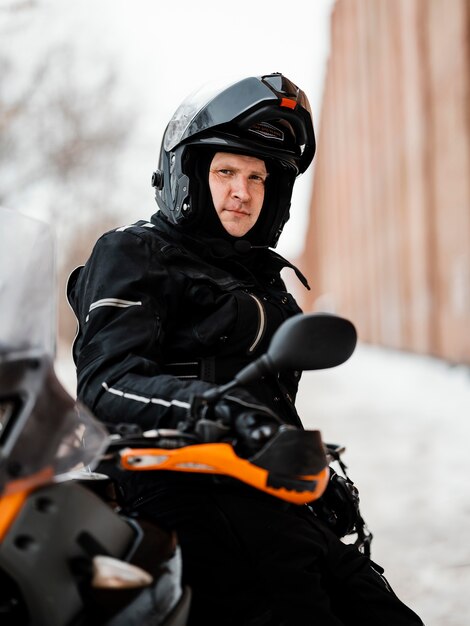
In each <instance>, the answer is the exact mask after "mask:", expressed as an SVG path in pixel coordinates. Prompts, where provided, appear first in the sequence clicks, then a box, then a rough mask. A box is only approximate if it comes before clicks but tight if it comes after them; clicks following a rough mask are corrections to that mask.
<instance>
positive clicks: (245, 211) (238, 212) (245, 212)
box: [225, 209, 250, 215]
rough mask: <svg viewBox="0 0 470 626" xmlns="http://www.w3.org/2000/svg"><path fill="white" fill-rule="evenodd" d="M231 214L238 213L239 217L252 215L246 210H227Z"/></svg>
mask: <svg viewBox="0 0 470 626" xmlns="http://www.w3.org/2000/svg"><path fill="white" fill-rule="evenodd" d="M225 210H226V211H228V212H229V213H236V214H237V215H250V214H249V212H248V211H245V210H244V209H225Z"/></svg>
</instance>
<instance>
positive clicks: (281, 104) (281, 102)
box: [281, 98, 297, 109]
mask: <svg viewBox="0 0 470 626" xmlns="http://www.w3.org/2000/svg"><path fill="white" fill-rule="evenodd" d="M296 105H297V102H296V101H295V100H290V98H281V106H282V107H287V108H288V109H295V107H296Z"/></svg>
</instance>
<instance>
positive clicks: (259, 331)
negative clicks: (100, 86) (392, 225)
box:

================

Exercise goal:
Nothing but the lines from the one that contains "rough mask: <svg" through the end of the listing above should be copied, each exactly as written.

Answer area:
rough mask: <svg viewBox="0 0 470 626" xmlns="http://www.w3.org/2000/svg"><path fill="white" fill-rule="evenodd" d="M231 214L238 213L239 217L252 215L246 210H227Z"/></svg>
mask: <svg viewBox="0 0 470 626" xmlns="http://www.w3.org/2000/svg"><path fill="white" fill-rule="evenodd" d="M225 210H226V211H228V212H229V213H236V214H237V215H250V214H249V212H248V211H245V210H244V209H225Z"/></svg>
</instance>
<instance>
positive clicks: (281, 104) (281, 102)
box: [281, 98, 297, 109]
mask: <svg viewBox="0 0 470 626" xmlns="http://www.w3.org/2000/svg"><path fill="white" fill-rule="evenodd" d="M296 105H297V102H296V101H295V100H290V98H281V106H282V107H287V108H288V109H295V107H296Z"/></svg>
</instance>
<instance>
positive clicks: (259, 331)
negative clicks: (100, 86) (392, 225)
box:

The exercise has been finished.